** Opening Material supplied block **
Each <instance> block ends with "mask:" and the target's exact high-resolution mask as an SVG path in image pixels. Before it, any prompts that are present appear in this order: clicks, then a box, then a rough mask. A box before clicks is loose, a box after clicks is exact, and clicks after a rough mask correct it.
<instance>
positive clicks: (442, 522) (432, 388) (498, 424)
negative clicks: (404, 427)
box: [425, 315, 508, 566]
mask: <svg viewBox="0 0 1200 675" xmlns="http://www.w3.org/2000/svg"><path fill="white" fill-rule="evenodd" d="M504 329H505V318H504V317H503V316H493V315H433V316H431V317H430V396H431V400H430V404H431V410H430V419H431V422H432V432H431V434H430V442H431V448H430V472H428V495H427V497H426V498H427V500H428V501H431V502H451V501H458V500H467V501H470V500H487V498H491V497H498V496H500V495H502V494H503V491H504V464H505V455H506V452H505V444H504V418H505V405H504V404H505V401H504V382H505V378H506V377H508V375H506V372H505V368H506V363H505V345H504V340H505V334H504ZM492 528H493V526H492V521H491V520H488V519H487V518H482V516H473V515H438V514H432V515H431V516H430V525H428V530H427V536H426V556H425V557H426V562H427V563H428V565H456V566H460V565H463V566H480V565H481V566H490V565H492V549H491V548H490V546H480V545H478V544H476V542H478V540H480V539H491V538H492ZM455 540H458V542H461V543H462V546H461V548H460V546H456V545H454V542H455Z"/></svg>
** Closing Material supplied block **
** Opening Material supplied block **
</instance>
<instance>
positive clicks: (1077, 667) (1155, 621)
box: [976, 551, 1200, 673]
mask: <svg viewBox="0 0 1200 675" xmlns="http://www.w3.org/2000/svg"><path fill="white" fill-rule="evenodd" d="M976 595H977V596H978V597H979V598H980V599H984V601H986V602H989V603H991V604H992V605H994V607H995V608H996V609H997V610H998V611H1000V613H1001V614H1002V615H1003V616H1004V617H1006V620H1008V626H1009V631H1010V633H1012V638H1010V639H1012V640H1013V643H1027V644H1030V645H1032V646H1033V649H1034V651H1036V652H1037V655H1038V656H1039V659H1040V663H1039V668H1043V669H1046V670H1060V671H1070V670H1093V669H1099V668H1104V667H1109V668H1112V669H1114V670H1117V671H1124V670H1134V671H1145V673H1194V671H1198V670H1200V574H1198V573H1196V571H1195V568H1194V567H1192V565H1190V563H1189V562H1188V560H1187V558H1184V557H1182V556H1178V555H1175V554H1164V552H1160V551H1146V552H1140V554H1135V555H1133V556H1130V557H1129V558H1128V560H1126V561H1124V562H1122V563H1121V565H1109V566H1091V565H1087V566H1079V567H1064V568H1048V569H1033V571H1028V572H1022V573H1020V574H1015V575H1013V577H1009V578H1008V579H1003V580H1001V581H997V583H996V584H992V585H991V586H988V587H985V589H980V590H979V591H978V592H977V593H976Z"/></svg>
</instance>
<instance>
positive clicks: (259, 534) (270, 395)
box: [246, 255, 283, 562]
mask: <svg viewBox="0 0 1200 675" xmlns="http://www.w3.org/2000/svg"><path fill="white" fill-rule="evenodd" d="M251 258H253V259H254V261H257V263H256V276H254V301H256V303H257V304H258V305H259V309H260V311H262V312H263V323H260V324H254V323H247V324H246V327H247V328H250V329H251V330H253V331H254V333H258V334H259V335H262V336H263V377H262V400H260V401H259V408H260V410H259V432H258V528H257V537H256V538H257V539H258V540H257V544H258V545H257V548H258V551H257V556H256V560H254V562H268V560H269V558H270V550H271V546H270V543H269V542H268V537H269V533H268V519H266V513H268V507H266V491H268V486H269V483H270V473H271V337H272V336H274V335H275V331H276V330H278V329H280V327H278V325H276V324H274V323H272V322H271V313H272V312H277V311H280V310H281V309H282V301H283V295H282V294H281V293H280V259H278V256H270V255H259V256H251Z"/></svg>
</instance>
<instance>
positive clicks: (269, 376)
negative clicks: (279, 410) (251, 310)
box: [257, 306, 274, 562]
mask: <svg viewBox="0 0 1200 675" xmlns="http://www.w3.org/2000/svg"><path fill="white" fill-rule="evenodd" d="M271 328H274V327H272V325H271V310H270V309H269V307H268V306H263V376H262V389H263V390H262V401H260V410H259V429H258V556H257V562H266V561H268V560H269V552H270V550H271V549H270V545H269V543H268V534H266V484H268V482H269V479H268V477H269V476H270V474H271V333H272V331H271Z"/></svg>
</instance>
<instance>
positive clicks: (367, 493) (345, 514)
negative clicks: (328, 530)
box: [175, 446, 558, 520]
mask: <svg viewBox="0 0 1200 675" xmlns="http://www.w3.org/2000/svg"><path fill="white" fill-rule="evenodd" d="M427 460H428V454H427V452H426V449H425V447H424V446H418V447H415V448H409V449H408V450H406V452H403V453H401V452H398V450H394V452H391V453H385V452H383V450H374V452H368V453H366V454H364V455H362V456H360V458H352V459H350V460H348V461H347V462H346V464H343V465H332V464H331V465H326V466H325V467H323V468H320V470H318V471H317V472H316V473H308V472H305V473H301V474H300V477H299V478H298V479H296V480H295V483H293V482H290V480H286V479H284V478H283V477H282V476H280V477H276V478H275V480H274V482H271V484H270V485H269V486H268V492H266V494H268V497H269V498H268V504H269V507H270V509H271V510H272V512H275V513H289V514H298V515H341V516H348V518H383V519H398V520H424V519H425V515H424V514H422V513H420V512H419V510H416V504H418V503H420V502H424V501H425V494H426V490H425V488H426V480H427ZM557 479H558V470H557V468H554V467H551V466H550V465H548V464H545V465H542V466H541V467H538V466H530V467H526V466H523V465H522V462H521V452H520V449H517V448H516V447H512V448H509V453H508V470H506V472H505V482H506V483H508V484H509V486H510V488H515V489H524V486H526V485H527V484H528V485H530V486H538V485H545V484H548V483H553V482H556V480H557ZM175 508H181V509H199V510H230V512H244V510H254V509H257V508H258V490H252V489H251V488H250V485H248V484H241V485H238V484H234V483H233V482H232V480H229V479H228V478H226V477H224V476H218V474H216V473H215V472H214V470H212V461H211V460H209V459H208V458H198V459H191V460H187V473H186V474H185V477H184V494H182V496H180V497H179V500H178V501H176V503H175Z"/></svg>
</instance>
** Closing Material supplied block **
Take the line above containing "Each <instance> block", the line containing "negative clicks: (404, 427)", and all lines in between, and copy them exactly without anything else.

Each <instance> block ends with "mask:" and the target's exact high-resolution mask as an SVG path in image pixels. Before it, any prompts that are present appear in this order: clicks, then a box, then a rough mask. A box before clicks is loose, a box after clicks is exact, and clicks after a rough mask correct it.
<instance>
positive clicks: (442, 522) (432, 388) (498, 424)
negative clicks: (404, 427)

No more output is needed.